> EXERCISE DESCRIPTION
Please convert the entries below into a JSON list of strings with one string per line, leaving out blank lines.

> EXCERPTED DATA
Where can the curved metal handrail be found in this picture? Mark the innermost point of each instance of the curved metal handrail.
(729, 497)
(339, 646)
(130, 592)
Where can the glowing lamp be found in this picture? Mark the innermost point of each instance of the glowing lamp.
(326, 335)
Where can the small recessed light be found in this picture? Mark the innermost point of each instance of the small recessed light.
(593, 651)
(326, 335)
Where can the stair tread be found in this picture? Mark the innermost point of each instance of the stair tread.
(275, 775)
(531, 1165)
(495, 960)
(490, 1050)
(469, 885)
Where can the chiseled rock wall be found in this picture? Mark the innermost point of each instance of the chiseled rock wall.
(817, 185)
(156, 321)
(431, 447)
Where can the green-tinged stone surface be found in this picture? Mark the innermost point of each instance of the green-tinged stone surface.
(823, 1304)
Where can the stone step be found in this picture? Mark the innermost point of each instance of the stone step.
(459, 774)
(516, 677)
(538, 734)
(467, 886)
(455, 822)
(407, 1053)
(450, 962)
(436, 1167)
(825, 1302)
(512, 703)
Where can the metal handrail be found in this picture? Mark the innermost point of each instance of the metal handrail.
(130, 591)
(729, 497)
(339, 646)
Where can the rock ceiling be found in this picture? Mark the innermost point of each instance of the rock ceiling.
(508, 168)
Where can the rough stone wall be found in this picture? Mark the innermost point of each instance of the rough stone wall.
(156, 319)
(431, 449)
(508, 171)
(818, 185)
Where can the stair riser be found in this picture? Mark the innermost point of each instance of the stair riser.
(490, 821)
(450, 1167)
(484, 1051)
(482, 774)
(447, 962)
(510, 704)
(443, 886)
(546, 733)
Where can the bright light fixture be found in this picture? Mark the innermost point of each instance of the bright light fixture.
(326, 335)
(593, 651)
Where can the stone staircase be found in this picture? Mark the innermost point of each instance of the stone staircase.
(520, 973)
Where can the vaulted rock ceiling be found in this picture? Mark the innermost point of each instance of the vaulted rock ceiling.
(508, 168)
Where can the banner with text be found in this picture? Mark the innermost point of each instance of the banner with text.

> TASK ANSWER
[
  "Where can the curved metal handrail be found in this picture? Mark the innermost point of each instance of the curved metal handrail.",
  "(729, 497)",
  "(339, 646)",
  "(130, 592)",
  "Where can the glowing lamp be found in this picture? Mark the innermost point of each instance of the glowing lamp.",
  "(326, 335)",
  "Where can the small recessed light be found in this picture? Mark the innermost point of each instance of the small recessed light.",
  "(593, 651)",
  "(326, 335)",
  "Where can the stair tread be found in this picture? Mark the innermost point of each instance of the stair tread.",
  "(275, 775)",
  "(531, 1165)",
  "(495, 960)",
  "(490, 1050)",
  "(469, 885)",
  "Where can the chiseled rock wall be found in this picture? Mark the innermost point of each instance of the chiseled rock wall.",
  "(817, 185)",
  "(156, 321)",
  "(431, 447)",
  "Where can the green-tinged stone surface be found in this picture? Mark the innermost point of each instance of the green-tinged stone surface.",
  "(823, 1304)",
  "Where can the stone step be found in this picture? Mark the innermost point of each instance of the stone step.",
  "(459, 774)",
  "(516, 677)",
  "(538, 734)",
  "(467, 886)",
  "(455, 822)",
  "(407, 1053)",
  "(450, 962)",
  "(436, 1167)",
  "(825, 1302)",
  "(512, 703)",
  "Where can the metal handrail be found in this picture? Mark the innermost point of each instance of the metal handrail.",
  "(130, 591)",
  "(729, 497)",
  "(339, 646)",
  "Where can the rock ceiling be found in this picture? Mark the innermost point of each instance of the rock ceiling.",
  "(508, 168)",
  "Where can the rough stone wall be found in this picture? Mark the innermost point of each instance of the rough stone wall.",
  "(156, 319)",
  "(431, 449)",
  "(508, 171)",
  "(818, 185)",
  "Where can the stair riser be found in this picture? Mark the innermost point of each instance of the stair riser.",
  "(490, 821)",
  "(450, 1167)",
  "(484, 1051)",
  "(482, 774)",
  "(447, 962)",
  "(510, 704)",
  "(443, 886)",
  "(546, 733)",
  "Where can the bright light fixture be found in this picture? Mark the innermost point of each instance of the bright light fixture.",
  "(326, 335)",
  "(593, 651)",
  "Where can the stone staircase be found in this picture? Mark the innermost point of each instance of the stone staircase.",
  "(520, 973)",
  "Where can the vaulted rock ceiling be found in this picture? Mark the innermost point of each instance of the vaulted rock ceiling.",
  "(508, 168)",
  "Where can the banner with text be found in this picture? Mark the innermost point of each instance of the banner with text."
]